Task item
In the reply, give back exactly the lines from the one with "Expected: one point per instance of the woman's" through the last line of the records, without pictures.
Dataset extract: Begin
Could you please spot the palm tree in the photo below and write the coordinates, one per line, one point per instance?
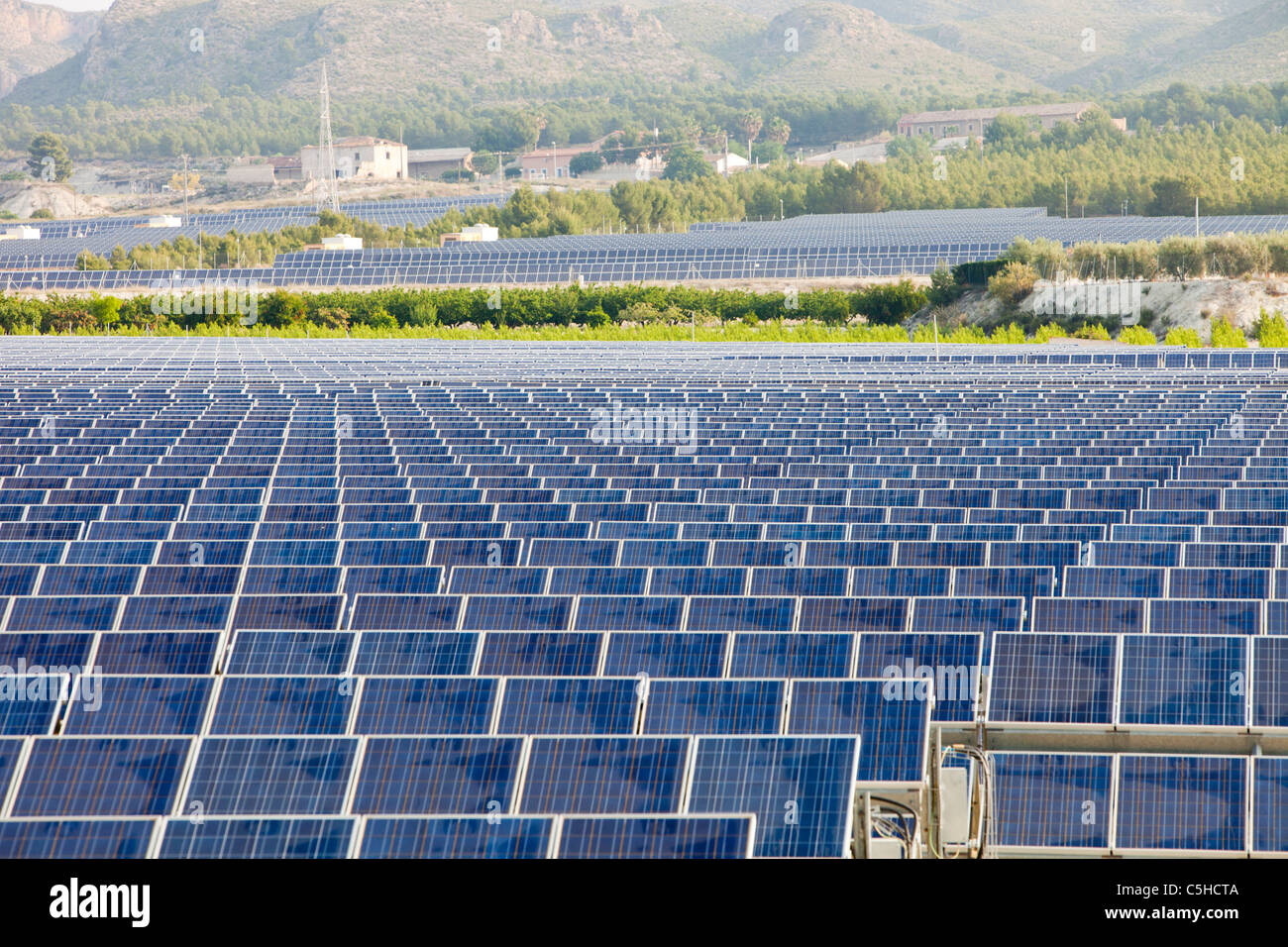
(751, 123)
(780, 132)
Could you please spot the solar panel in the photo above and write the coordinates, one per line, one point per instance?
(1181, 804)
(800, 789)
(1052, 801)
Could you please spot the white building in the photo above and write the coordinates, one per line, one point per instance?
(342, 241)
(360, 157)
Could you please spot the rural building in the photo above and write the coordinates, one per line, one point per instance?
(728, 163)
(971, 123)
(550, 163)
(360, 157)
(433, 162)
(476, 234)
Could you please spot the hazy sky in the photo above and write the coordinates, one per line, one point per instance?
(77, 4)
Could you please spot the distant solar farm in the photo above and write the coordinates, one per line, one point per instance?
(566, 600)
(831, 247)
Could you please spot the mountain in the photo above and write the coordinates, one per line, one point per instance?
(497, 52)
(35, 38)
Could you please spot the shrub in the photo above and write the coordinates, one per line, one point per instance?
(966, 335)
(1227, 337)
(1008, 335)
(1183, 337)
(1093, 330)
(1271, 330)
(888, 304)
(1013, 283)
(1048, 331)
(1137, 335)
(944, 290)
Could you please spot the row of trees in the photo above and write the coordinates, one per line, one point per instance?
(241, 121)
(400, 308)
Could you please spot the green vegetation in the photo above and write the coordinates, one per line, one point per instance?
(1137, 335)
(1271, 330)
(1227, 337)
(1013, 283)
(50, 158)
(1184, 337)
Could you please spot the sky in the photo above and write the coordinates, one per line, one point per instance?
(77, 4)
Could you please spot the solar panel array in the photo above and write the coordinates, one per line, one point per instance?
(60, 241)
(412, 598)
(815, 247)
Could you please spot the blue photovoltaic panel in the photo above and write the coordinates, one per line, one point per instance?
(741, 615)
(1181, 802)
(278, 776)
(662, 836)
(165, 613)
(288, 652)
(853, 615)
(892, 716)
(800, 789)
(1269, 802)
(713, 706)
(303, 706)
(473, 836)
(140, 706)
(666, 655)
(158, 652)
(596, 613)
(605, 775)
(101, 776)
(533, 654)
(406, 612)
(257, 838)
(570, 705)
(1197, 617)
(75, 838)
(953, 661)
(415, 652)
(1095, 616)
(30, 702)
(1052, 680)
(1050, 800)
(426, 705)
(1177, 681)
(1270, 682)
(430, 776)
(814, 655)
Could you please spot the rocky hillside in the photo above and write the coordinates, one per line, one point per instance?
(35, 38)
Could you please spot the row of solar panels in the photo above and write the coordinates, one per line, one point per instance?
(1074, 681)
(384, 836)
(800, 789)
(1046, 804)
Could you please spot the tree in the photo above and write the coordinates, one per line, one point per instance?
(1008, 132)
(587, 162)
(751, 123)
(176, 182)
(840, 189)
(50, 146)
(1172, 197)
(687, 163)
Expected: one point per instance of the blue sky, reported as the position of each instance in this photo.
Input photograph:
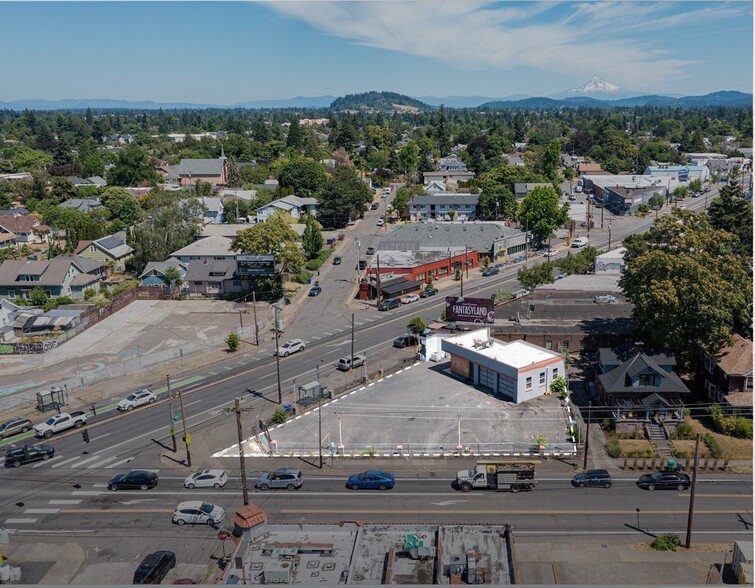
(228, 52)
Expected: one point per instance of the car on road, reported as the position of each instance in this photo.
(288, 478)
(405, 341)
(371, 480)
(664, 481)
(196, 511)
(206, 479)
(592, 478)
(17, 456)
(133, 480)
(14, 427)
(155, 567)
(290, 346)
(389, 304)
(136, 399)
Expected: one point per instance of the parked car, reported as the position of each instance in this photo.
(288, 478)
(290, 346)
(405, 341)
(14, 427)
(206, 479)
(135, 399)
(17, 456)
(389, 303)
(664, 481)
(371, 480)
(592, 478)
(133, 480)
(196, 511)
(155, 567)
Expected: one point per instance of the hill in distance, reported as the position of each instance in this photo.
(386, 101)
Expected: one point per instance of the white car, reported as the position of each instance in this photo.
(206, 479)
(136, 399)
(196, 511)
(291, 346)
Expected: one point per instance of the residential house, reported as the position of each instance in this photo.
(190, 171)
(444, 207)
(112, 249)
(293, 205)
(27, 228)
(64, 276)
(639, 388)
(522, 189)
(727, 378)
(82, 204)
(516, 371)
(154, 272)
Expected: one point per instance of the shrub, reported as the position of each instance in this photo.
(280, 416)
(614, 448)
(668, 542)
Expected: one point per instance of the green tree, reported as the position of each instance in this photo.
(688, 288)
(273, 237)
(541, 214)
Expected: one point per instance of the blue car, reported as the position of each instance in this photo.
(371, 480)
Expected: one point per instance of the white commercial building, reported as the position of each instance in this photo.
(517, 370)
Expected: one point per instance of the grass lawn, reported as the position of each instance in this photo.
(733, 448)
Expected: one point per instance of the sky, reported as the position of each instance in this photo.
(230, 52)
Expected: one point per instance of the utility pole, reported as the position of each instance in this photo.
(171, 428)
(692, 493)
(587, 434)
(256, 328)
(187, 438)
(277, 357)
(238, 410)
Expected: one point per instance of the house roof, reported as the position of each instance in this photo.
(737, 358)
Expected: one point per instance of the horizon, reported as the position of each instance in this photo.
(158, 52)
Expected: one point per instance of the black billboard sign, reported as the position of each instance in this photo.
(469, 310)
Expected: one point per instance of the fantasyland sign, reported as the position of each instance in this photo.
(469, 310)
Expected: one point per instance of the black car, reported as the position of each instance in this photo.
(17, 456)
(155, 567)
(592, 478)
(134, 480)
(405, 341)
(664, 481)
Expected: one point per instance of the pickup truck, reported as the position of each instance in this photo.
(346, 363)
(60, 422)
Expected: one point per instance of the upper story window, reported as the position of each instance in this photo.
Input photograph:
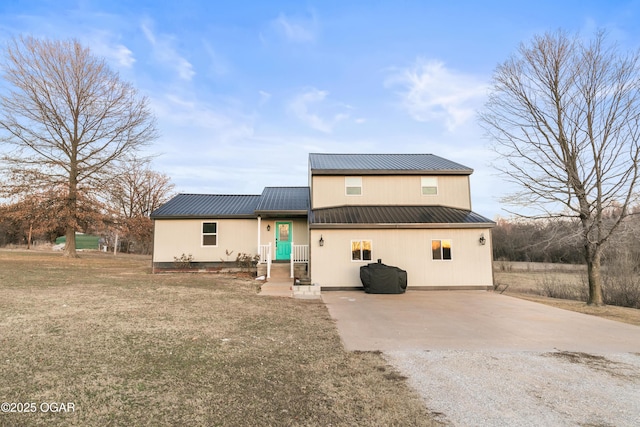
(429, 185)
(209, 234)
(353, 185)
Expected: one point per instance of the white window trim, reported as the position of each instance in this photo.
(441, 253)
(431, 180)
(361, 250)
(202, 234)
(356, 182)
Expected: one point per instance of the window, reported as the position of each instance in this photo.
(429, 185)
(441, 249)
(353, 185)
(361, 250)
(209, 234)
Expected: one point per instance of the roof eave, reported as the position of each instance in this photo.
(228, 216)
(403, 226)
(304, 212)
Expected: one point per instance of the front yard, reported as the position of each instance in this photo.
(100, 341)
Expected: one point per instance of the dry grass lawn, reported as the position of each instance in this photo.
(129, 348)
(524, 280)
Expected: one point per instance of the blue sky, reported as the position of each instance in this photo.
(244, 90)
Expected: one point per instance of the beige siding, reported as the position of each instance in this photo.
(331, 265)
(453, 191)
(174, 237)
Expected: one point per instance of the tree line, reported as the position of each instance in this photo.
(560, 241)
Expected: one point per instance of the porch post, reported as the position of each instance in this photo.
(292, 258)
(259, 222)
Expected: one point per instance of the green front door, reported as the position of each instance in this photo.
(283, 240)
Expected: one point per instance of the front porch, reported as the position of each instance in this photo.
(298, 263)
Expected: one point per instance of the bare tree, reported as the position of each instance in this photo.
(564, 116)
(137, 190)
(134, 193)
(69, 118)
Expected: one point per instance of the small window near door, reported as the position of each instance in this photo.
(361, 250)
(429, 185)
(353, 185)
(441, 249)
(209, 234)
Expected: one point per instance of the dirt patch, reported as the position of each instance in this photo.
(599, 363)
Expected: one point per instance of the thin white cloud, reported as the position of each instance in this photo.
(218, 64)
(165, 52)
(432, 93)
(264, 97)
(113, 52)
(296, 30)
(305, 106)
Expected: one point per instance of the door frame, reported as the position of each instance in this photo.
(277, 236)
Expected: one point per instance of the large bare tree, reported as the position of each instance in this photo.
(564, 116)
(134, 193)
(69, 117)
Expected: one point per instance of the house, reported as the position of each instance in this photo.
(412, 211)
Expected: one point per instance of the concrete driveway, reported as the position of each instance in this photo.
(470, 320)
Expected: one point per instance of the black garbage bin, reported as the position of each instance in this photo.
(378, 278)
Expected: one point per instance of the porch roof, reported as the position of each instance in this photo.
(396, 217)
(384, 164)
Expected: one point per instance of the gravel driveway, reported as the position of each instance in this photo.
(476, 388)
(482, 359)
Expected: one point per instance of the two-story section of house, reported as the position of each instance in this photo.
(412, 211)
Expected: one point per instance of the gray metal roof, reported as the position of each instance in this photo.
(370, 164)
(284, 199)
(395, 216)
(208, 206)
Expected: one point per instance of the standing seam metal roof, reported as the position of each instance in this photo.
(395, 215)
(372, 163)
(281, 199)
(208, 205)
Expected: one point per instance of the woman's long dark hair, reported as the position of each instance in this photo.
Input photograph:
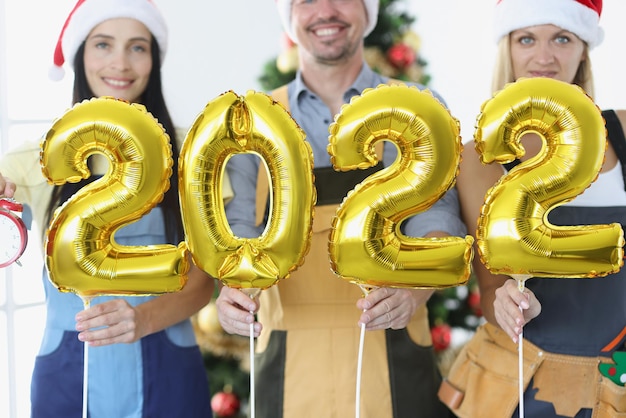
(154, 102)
Dataset extract: End
Solution below
Expected: one point per instance of the woman's long dark hair, reported as the position of each instance in this photo.
Input photograph:
(154, 102)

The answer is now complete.